In Figure 2a, a prominent peak was observed in the region of −0.35 to 0.07 V, and the graphs for E. coli concentrations of 4 × 10⁸ and 4 CFU/ml have a distinct gap in current values that enables us to differentiate between the highest and lowest concentrations. Incubation with a higher concentration of E. coli reported lower current value, implying a higher number of E. coli cells attached to IgG/rGO/SPCEs. We found that current value does not increase linearly as the concentration of E. coli cells is reduced, which could be due to the random attachment of E. coli to IgG with low affinity for E. coli O157:H7. In addition to affinity, several IgGs could also potentially bind to a bacterium, which might lead to random orientation of the E. coli cells on the surface of the electrode. IgG could bind to several outer membrane constituents of the E. coli, including its lipopolysaccharides and porins. Since the IgG used in this study is not specific to E. coli O157:H7, a condition of nonspecific binding can be expected. However, we found that binding of E. coli to IgG occurred even at E. coli concentrations of 4 CFU/ml. Therefore, a nonspecific IgG can be used to detect but not quantify E. coli O157:H7 in the event of unavailability of antibody specific for E. coli O157:H7.

On the other hand, we found rGO/SPCEs do not produce any distinctive peak between E. coli concentrations of 4 × 10⁸ and 4 CFU/ml (Figure 2c). The LSV graphs overlapped for most of the E. coli concentration range, implying a random attachment of E. coli to the rGO surface. Studies have proven that rGO surfaces in general repel E. coli attachment [17], which could result in the random attachment of E. coli to the rGO surfaces.

**What to do**
1. Answer these questions using the passage on E. coli detection with electrodes:
(a) In Figure 2a, what potential range contains the prominent peak?
(b) Which outer membrane constituents of E. coli could IgG bind to?
(c) What effect do rGO surfaces generally have on E. coli attachment?
2. Carry on the passage about E. coli detection with electrodes, starting after its final sentence.

Dataset entries:
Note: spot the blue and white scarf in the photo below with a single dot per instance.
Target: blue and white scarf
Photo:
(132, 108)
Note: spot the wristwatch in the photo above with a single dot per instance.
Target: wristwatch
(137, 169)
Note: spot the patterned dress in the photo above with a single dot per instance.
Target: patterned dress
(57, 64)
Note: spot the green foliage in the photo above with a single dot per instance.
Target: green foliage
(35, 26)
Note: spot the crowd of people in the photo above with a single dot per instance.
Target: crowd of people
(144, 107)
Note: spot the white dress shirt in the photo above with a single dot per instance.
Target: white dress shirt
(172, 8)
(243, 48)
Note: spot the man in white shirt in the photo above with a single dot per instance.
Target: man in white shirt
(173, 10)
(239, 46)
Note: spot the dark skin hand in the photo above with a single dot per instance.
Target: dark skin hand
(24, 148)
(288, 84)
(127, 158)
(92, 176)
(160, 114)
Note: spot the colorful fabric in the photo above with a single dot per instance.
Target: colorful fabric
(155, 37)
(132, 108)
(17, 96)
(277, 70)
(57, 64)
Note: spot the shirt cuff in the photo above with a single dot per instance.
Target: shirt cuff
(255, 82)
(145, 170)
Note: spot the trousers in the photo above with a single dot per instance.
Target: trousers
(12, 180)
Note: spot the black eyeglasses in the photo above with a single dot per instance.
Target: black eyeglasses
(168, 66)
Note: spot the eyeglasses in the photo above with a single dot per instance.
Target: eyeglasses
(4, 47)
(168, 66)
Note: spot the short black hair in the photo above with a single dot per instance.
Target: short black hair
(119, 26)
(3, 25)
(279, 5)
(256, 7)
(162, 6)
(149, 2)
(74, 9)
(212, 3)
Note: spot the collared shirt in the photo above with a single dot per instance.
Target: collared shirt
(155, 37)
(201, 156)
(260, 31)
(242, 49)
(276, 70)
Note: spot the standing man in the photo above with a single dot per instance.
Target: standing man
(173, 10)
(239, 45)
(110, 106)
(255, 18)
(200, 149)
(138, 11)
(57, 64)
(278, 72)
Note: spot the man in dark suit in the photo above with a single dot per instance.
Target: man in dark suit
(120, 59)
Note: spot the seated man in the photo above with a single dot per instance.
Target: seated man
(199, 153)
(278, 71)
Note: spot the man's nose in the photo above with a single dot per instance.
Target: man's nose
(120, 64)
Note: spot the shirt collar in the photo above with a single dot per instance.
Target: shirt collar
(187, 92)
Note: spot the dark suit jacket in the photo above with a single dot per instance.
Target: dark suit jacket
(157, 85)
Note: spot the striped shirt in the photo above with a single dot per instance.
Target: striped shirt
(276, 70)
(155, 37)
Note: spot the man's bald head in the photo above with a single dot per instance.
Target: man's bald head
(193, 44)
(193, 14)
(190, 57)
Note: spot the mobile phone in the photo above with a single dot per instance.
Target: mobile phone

**Per-task answers**
1.
(a) −0.35 to 0.07 V
(b) Its lipopolysaccharides and porins
(c) They repel E. coli attachment.

2.
3.3. Morphology of IgG/rGO/SPCEs and rGO/SPCEs Incubated with E. coli O157:H7

Figure 3 shows FESEM imaging of IgG/rGO/SPCEs incubated with (a) 4 × 10⁷ and (b) 4 × 10⁵ CFU/ml E. coli. Higher amount of E. coli was attached to IgG/rGO/SPCE for 4 × 10⁷ CFU/ml than for 4 × 10⁵ CFU/ml. The attachment of E. coli influences current value obtained during LSV; higher rate of attachment results in lower current value. We found that IgG/rGO/SPCEs incubated with 4 × 10⁷ CFU/mL reported lower current value than did those with 4 × 10⁵ CFU/mL, confirming that E. coli attachment blocks electron flow to the electrode surface. However, IgG/rGO/SPCEs incubated with 4 × 10³ CFU/ml reported higher current value than 4 CFU/ml, implying E. coli attaches randomly to IgG and making the biosensor suitable only for E. coli O157:H7 detection and not quantification. We observed nonspecific binding of E. coli O157:H7 to rGO/SPCEs (Figure 2 c). Studies have shown that E. coli O157:H7 attachment is dependent on orientation of the graphene structure; GO extracts phospholipids from the E. coli cell membrane onto the basal planes, which leads to bacterial cell death [18]. However, the basal plane of GO readily absorbs a variety of molecules via noncovalent interactions that quench the antibacterial property of GO [19]. In this study, we presume that molecules from the dextran solution (a medium used to store E. coli O157:H7) could possibly mask the basal plane, and thus E. coli are not destroyed when they adhere to rGO/SPCEs.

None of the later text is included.